How many of the lines below contain the string "bush"? Reply with the number alone.

****

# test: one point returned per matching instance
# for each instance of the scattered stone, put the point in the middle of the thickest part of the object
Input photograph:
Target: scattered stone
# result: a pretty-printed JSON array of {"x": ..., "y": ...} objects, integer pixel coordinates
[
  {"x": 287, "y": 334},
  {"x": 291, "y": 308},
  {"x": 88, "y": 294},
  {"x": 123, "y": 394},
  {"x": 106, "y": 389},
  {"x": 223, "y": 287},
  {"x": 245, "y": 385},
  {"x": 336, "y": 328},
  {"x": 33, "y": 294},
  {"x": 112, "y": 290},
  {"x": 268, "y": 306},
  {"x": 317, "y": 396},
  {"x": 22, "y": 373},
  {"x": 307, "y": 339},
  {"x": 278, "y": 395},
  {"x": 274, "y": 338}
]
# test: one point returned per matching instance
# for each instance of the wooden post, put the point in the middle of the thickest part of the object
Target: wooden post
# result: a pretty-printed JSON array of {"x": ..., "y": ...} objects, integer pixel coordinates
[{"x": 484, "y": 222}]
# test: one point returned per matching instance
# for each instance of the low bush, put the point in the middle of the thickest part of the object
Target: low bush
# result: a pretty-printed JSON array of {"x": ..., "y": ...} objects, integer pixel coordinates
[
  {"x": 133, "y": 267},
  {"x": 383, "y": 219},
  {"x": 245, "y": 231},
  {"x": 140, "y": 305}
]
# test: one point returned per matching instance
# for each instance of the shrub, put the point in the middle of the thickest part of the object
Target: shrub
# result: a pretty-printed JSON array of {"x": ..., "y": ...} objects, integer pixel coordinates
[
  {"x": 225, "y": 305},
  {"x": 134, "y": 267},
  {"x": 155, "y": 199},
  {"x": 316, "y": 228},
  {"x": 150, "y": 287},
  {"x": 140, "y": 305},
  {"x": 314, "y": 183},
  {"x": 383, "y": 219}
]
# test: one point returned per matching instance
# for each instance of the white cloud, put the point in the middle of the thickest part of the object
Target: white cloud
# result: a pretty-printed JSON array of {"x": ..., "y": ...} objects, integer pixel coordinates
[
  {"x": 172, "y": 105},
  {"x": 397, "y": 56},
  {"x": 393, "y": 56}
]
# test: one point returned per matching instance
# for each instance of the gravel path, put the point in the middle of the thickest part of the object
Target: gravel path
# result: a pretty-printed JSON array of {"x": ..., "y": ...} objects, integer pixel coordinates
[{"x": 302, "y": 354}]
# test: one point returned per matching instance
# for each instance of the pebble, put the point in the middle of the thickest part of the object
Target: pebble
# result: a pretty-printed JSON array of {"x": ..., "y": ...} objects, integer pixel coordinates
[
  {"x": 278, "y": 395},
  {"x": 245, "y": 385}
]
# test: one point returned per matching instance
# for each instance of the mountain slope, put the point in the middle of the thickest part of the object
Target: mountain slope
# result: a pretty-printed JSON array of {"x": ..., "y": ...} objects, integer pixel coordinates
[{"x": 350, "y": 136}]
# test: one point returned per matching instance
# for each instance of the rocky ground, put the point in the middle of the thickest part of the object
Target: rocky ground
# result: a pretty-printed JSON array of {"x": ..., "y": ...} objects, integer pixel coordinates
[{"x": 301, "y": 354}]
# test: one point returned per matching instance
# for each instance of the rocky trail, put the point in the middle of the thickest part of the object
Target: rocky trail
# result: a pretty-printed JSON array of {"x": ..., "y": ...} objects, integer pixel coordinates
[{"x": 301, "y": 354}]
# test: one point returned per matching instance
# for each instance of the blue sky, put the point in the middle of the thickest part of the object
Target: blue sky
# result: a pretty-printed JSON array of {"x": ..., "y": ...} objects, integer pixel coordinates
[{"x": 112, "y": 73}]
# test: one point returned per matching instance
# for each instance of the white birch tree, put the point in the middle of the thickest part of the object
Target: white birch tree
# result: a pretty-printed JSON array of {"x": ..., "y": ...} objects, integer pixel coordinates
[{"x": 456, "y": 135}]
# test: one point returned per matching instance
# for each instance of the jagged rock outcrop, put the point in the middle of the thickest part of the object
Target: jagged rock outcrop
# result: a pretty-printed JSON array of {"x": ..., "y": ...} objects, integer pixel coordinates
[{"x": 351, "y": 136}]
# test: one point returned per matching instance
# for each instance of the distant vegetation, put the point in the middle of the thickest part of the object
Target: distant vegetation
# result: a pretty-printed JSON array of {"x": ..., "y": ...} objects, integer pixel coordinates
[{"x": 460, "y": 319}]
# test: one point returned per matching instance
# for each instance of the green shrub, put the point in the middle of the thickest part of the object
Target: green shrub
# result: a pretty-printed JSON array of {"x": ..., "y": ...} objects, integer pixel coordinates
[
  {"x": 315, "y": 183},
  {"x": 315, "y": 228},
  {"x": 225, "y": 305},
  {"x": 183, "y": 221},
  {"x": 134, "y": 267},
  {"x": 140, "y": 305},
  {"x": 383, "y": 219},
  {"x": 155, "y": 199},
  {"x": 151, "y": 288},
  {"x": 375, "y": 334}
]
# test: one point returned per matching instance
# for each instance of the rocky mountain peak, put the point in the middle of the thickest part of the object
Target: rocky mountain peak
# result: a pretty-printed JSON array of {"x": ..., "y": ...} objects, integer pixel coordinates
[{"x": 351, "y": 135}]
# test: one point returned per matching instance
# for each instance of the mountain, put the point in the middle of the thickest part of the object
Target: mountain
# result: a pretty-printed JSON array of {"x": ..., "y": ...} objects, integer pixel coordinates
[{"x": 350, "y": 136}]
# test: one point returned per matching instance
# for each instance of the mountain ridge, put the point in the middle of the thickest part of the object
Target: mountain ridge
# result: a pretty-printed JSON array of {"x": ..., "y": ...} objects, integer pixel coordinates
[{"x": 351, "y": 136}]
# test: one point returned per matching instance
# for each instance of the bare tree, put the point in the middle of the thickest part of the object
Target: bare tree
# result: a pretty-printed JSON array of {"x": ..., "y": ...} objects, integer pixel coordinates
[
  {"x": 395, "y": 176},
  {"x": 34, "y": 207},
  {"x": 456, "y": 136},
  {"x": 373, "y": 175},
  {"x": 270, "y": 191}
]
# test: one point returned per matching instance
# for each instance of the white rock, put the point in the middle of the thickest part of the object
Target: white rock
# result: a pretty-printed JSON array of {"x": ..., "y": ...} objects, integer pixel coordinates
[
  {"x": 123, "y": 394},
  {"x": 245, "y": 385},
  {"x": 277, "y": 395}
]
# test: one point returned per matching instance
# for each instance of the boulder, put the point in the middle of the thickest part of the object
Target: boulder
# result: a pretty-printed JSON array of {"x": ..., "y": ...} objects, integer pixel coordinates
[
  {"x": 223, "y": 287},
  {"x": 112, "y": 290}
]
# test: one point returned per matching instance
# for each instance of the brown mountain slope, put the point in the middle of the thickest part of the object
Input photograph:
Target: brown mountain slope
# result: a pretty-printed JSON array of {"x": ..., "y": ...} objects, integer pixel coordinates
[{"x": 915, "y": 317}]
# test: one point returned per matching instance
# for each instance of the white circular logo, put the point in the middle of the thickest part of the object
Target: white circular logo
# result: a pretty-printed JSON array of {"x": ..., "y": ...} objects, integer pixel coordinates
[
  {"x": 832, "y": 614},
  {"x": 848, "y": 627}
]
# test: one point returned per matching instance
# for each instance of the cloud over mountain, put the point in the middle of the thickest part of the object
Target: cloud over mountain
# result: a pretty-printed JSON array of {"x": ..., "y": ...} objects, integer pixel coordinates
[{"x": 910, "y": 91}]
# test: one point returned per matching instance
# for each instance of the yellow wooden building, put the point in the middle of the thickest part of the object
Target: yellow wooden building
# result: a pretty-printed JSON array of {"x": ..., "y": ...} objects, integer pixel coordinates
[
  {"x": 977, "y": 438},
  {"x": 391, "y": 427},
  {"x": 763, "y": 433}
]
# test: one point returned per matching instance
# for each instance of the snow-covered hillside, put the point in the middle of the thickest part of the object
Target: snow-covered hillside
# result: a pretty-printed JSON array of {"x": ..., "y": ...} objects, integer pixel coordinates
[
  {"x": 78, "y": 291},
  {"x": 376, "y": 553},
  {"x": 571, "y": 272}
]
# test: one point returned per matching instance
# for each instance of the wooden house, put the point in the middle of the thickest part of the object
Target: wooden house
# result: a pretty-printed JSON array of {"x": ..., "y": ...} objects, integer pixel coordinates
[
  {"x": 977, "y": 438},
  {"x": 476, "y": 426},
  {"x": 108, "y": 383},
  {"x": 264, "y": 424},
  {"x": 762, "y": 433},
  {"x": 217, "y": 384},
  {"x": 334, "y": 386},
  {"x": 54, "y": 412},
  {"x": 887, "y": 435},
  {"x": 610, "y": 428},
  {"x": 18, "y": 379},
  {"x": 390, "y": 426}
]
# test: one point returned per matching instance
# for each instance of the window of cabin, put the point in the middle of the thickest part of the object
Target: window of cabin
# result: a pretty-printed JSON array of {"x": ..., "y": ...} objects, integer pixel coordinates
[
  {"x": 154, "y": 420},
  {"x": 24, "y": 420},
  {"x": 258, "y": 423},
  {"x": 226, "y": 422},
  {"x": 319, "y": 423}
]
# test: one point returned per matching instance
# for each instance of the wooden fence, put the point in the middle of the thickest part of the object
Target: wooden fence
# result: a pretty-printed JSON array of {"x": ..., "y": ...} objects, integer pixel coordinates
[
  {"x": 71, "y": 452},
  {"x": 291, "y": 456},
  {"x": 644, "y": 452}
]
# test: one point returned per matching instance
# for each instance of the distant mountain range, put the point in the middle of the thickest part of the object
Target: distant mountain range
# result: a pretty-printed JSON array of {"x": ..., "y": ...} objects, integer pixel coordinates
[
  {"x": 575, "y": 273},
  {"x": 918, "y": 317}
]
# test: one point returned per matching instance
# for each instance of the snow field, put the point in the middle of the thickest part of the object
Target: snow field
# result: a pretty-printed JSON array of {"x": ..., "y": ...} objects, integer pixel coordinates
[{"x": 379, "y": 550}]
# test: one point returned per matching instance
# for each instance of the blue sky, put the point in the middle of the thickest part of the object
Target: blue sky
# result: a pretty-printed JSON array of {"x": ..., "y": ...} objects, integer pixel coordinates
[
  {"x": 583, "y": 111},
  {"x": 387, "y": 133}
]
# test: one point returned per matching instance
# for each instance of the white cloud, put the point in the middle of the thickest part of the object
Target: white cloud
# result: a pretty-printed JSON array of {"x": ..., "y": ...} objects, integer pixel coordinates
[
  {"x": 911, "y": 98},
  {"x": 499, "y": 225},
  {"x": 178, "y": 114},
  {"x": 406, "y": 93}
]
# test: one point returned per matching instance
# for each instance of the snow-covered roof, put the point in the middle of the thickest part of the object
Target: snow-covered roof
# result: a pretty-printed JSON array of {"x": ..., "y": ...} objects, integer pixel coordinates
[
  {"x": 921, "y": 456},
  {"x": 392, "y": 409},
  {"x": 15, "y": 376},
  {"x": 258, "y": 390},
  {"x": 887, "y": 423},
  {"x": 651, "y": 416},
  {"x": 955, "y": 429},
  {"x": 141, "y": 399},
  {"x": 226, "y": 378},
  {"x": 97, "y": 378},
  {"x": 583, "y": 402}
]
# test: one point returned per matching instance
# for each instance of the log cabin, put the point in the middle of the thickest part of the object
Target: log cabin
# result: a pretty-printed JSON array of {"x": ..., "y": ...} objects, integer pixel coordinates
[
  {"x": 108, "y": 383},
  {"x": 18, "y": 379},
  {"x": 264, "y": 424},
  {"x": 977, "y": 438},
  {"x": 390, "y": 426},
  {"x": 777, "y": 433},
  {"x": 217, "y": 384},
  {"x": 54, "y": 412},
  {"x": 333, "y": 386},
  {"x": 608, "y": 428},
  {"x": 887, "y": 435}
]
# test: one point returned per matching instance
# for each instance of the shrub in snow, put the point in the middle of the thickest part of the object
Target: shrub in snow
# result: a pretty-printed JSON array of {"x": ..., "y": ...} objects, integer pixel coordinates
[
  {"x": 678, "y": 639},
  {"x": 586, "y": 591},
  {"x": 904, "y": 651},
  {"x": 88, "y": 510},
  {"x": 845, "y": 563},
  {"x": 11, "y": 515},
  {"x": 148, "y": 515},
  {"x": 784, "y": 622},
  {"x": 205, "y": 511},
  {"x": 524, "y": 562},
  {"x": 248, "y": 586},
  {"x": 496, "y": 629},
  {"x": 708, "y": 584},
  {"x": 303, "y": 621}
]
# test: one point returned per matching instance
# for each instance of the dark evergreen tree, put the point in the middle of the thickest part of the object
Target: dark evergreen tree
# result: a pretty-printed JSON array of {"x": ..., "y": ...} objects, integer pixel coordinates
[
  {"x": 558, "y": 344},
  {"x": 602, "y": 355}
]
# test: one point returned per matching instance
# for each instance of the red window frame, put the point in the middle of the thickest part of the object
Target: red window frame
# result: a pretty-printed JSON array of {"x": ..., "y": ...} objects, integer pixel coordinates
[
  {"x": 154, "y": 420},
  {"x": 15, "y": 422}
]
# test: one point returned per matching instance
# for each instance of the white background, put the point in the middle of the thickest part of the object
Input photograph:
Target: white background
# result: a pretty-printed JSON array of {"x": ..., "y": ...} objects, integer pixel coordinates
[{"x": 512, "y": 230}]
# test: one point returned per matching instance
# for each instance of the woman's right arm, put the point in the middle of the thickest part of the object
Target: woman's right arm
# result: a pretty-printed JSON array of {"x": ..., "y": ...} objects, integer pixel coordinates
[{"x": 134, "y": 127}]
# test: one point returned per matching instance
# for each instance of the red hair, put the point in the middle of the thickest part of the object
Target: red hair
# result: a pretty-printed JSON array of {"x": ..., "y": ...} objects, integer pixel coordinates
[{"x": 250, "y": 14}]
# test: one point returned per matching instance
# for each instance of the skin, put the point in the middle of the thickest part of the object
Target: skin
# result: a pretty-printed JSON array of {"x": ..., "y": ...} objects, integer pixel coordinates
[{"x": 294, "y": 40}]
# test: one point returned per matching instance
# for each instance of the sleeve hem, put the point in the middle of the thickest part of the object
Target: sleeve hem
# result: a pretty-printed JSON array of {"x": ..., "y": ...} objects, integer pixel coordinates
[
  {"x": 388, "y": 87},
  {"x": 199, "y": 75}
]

****

Solved exercise – 2